▶ [Exercise set]:
A) In the Second Life text, rewrite the paragraph beginning "Paris for Ara is a location" as a short bulleted list that keeps its main facts.
B) Reproduce, word for word, the part of the Second Life text that opens with the words containing "This is like" and closes with "of the rooms.".

▶ [Source passage]:
▼
Over the weekend Beano decided to have a long nap whilst strapped to me (WOW!!!!) so Mummy went on to Second Life to have an adventure without leaving home... and also to look at the types of interactions in these 'installations'. If we think about the references that each of these worlds draw upon, I realised that the places I visited could be divided into 6 different categories....

1. Depicts an abstract world
Betty Tureaud's Rooms

2. Replicates real world and has specific references
Paris for Ara

3. Replicates real world but has no specific reference
Breath of Nature (Serena Falls)

4. Depicts a fictional world and with specific references to fictional works

5. Depicts a fictional world with some realistic elements set in the past
Puddlechurch Rye

6. Depicts a fictional world with some realistic elements set in the future
Planet Vanargand Outpost Fenrir & Solveig Village

[Admittedly, I have been writing a lot of LESSON OBJECTIVES lately and this might be seeping into the above...]

The categories are not black and white, they blur into one another. Perhaps there are unknown references behind them all that I am not aware of. To what extent are these novel creations, or are they actually faithful copies of weirdly specific things in some specific world of the creators? I... really don't know. Will some of these mysterious anonymous SL creators ever reveal a bit more about their own design process...? Is it recorded somewhere in the world via the odd blogger webpage or flickr group, posted online under pseudonyms that I can find?

1. Depicts an abstract world
Betty Tureaud's Rooms

This is like looking into a early 2000s book on Creative Coding, or Intro to Processing, or looking at a folder of three.js's webgl experiments. Experiments and snippets, I say, because these abstract rooms are more like raw snippets than actual stories or narratives or worlds to explore.

The iridescent rooms look empty but when you walk into the middle of the rooms (probably triggered by your avatar walking onto the slightly raised surface), this triggers different interactive animations. This reminds me of the SL in the days of yore, when interaction and realism were even more limited, so all you could write a LSL script to rezz up were a bunch of basic geometric forms that were randomly coloured whenever you entered a space, and for interaction you could move these about randomly (although to what end, this would be unclear). In fact, this is EXACTLY what happens in some of the rooms.

Whilst I love these rooms because they definitely look nothing like real life (and it seem to me that Betty Tureaud’s works over the years have been focused on creating abstract worlds that don’t exist in real life, peppered with statues of human forms), I still think that the interactions for these have come a bit as an afterthought, or isn’t as naturalistic or intuitive as it could be (based on current available technology in SL). Its just like how we don't use marquee or iframe or mouseover or flash anymore and javascript mouseovers and css transforms don't really impress anyone anymore. (It doesn't mean that I don't enjoy walking through the rooms though!)

2. Replicates real world and has specific references
Paris for Ara

Paris for Ara is a location in Simpson Bay labeled under photogenic spots, and boy is it photogenic. I'm betting that many a SL fashion shoot has been done here. Although it is supposed to be Paris, it looks a bit more like Carnaby Street in London than Paris per se with all the English signage mixed in, and with the prominent rainbow pride flags everywhere (yay!), parts of it also feel more like Soho. The vision for this is ostensibly to render a real world scene into Second Life.
▲
▶ [Extracted entries]:
▼
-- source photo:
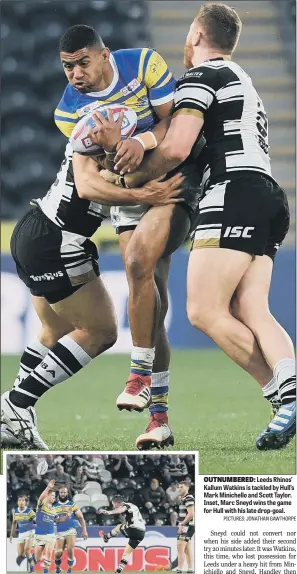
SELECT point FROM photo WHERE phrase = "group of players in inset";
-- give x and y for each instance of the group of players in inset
(208, 133)
(53, 528)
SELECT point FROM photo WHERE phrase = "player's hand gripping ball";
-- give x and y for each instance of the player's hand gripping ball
(80, 139)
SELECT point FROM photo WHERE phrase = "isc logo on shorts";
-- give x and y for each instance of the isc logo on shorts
(239, 231)
(47, 276)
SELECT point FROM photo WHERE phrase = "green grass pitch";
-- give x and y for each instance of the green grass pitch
(215, 408)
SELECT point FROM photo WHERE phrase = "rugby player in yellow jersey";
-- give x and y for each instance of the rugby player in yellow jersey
(45, 525)
(140, 79)
(23, 518)
(51, 245)
(243, 214)
(66, 531)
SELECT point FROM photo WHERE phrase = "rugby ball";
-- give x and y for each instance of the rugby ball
(79, 138)
(42, 467)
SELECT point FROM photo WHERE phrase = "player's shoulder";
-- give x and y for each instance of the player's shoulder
(131, 57)
(127, 56)
(68, 102)
(209, 73)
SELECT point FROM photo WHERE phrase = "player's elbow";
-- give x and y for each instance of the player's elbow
(82, 186)
(175, 151)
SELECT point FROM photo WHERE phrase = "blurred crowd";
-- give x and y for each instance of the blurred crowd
(149, 481)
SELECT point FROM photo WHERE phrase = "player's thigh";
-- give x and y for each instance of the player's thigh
(21, 548)
(213, 276)
(90, 308)
(49, 319)
(71, 541)
(124, 238)
(60, 544)
(28, 545)
(48, 549)
(38, 550)
(251, 296)
(181, 545)
(160, 232)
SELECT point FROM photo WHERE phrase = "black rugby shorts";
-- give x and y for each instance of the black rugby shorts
(53, 263)
(247, 213)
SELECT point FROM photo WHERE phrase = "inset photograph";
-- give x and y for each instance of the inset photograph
(98, 512)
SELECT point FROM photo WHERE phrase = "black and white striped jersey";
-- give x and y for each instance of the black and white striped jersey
(187, 501)
(235, 122)
(132, 516)
(64, 207)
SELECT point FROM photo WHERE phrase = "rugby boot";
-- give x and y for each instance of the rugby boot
(275, 405)
(22, 423)
(157, 435)
(281, 429)
(136, 395)
(104, 536)
(20, 559)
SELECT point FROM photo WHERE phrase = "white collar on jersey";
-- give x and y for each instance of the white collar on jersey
(111, 86)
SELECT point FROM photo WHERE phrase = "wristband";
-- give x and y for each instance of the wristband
(122, 182)
(109, 154)
(147, 139)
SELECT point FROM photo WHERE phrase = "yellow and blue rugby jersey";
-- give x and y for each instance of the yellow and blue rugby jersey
(61, 508)
(24, 519)
(45, 519)
(141, 81)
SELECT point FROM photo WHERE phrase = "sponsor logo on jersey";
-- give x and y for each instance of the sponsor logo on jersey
(133, 85)
(239, 231)
(47, 276)
(86, 109)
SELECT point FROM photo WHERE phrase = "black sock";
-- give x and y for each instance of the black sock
(30, 359)
(64, 360)
(122, 565)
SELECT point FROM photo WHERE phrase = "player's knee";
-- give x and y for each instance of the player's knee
(49, 336)
(249, 311)
(104, 339)
(200, 316)
(138, 263)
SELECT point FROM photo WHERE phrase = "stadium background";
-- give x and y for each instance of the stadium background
(31, 152)
(104, 476)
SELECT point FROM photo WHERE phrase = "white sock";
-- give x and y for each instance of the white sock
(61, 362)
(30, 359)
(270, 391)
(159, 391)
(160, 379)
(142, 361)
(285, 369)
(285, 374)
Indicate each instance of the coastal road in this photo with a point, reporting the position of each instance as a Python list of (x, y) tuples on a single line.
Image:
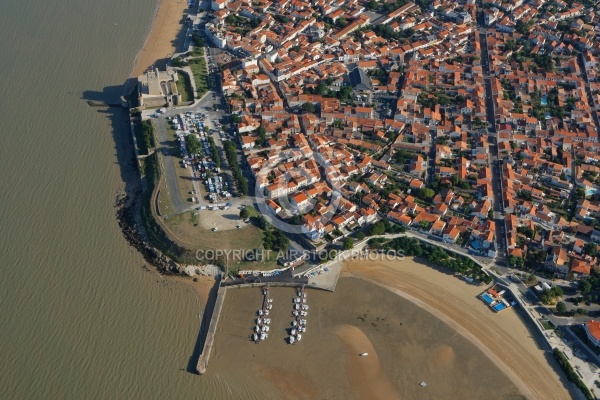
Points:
[(166, 159)]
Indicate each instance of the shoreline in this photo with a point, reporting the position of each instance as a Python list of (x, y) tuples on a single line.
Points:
[(516, 358), (160, 41), (522, 386), (166, 25)]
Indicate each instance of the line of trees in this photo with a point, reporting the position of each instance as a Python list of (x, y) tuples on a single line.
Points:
[(563, 362), (414, 247), (230, 153), (215, 152), (193, 144), (273, 238)]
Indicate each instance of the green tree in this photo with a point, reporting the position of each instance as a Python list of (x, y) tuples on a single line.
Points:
[(427, 193), (348, 244), (308, 107), (341, 22), (377, 229), (591, 249), (261, 136), (586, 287), (193, 144)]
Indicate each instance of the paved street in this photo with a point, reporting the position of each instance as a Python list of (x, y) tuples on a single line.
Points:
[(495, 164)]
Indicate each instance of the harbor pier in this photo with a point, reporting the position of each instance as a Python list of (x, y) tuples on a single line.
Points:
[(211, 331)]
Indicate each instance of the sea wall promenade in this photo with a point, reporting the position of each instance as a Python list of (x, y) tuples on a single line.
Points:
[(211, 331)]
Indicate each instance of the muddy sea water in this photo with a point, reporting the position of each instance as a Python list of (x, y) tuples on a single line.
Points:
▲
▶ [Answers]:
A)
- Paris for Ara is a location in Simpson Bay. It is labeled under photogenic spots and is very photogenic.
- The writer bets that many Second Life fashion shoots have been done there.
- It is meant to be Paris, but its English signage makes it look more like Carnaby Street in London.
- Its prominent rainbow pride flags make parts of it feel more like Soho.
- Its apparent aim is to render a real-world scene in Second Life.

B)
This is like looking into a early 2000s book on Creative Coding, or Intro to Processing, or looking at a folder of three.js's webgl experiments. Experiments and snippets, I say, because these abstract rooms are more like raw snippets than actual stories or narratives or worlds to explore.

The iridescent rooms look empty but when you walk into the middle of the rooms (probably triggered by your avatar walking onto the slightly raised surface), this triggers different interactive animations. This reminds me of the SL in the days of yore, when interaction and realism were even more limited, so all you could write a LSL script to rezz up were a bunch of basic geometric forms that were randomly coloured whenever you entered a space, and for interaction you could move these about randomly (although to what end, this would be unclear). In fact, this is EXACTLY what happens in some of the rooms.